Saved entries:

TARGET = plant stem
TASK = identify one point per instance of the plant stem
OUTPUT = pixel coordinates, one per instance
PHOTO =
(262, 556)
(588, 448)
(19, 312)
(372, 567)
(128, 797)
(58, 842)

EXERCISE AIM => Reproduce each record above exactly, keeping every word as it stands.

RESULT =>
TARGET = plant stem
TASK = identify one point per instance of the plant stem
OUTPUT = pixel coordinates, one per instance
PHOTO =
(262, 556)
(588, 448)
(19, 312)
(372, 567)
(128, 797)
(58, 842)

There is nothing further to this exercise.